Say how many lines in the data hold "white". Nothing else belongs in the answer.

══════

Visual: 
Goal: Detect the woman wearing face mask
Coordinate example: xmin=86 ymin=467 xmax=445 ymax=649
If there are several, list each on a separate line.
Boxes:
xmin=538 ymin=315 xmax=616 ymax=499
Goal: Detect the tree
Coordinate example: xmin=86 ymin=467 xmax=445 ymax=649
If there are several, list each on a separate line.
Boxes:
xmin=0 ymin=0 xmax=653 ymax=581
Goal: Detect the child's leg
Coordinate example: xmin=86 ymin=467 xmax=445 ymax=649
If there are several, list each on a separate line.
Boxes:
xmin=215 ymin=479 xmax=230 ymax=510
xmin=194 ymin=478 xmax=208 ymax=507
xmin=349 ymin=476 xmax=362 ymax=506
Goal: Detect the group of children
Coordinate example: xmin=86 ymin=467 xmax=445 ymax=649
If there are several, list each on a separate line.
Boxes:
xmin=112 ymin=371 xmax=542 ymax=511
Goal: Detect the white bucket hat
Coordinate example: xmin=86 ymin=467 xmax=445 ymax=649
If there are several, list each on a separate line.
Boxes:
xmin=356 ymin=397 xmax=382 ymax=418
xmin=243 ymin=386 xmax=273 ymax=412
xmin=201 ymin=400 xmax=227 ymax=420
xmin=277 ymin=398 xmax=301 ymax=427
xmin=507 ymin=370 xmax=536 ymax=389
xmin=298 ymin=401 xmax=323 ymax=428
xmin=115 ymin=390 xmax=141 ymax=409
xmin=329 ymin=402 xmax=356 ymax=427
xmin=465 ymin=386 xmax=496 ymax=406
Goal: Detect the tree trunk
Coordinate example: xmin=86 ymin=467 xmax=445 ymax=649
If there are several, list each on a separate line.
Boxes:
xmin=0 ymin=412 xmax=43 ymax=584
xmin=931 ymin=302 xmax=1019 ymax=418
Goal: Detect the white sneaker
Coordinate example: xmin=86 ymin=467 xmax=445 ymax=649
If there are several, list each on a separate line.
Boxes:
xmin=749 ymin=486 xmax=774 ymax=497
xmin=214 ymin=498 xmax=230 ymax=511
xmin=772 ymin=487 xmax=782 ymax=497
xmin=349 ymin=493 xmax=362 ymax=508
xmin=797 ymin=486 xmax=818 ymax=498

══════

= PROBLEM SOLUTION =
2